= MATERIALS PROVIDED =
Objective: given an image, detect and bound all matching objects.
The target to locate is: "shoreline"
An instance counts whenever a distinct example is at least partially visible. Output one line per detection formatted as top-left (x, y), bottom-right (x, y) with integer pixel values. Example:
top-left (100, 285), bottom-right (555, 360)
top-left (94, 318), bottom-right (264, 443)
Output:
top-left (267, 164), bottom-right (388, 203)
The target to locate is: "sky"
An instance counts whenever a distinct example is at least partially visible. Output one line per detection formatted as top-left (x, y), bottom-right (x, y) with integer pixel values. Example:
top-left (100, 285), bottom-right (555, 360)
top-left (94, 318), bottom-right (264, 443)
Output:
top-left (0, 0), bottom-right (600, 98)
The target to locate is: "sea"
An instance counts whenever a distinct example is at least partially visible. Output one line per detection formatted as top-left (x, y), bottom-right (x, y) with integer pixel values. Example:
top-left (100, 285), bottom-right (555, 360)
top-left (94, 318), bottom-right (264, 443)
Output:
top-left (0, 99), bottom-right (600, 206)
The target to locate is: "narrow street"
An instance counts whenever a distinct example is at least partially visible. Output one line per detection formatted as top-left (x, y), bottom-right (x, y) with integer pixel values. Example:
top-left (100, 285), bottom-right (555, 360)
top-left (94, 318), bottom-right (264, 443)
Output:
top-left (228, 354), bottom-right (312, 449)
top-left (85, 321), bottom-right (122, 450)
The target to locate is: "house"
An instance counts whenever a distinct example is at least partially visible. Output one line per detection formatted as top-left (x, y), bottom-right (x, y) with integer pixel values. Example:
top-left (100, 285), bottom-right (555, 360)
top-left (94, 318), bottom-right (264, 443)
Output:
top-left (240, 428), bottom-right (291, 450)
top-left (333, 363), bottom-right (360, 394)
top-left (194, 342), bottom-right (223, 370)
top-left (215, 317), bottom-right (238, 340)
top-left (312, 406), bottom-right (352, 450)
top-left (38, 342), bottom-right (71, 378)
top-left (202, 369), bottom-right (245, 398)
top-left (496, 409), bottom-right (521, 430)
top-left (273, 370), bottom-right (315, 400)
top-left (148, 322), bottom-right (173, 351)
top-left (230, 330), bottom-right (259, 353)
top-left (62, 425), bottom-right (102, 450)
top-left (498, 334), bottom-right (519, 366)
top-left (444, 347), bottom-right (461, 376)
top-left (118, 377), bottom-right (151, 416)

= WHAT YOU ARE ASKED TO DO =
Please rescale the items from the very first line through the line holding "top-left (85, 321), bottom-right (122, 450)", inclusive, rewriting every line, requests included, with each coordinate in the answers multiplied by 2.25 and rounded to a whole number, halves rounded up. Leave the numbers in the requests and their format samples unchanged, and return only these lines.

= ANSWER IN FULL =
Objective: given an image, detect and bound all matching objects.
The target to locate is: "shoreline"
An instance counts whenever a distinct example is at least partially visible. Output one line per detection formatted as top-left (x, y), bottom-right (x, y) with integer pixel values. Example:
top-left (100, 285), bottom-right (555, 360)
top-left (94, 318), bottom-right (264, 443)
Output:
top-left (601, 369), bottom-right (873, 457)
The target to locate is: "sky"
An instance counts whenever a distinct example is at least partially visible. Output one line per detection formatted as top-left (x, y), bottom-right (x, y) with integer pixel values. Example:
top-left (100, 285), bottom-right (555, 360)
top-left (94, 318), bottom-right (264, 443)
Output:
top-left (0, 0), bottom-right (1350, 221)
The target to locate is: "sea"
An instance counts whenever a distinct example is at least partially visible. Output one line per detection formatted as top-left (x, y), bottom-right (x, y) with integer pixel values. Example:
top-left (100, 285), bottom-right (555, 360)
top-left (94, 318), bottom-right (264, 443)
Output:
top-left (0, 223), bottom-right (1350, 464)
The target to locate is: "narrow street"
An instance counts whenever a distinct example is at least partially visible. Output one line per detection formatted as top-left (x, y), bottom-right (x, y) with integer pixel values. Example:
top-left (100, 285), bottom-right (555, 360)
top-left (94, 318), bottom-right (264, 443)
Output:
top-left (513, 797), bottom-right (702, 1010)
top-left (191, 722), bottom-right (275, 1013)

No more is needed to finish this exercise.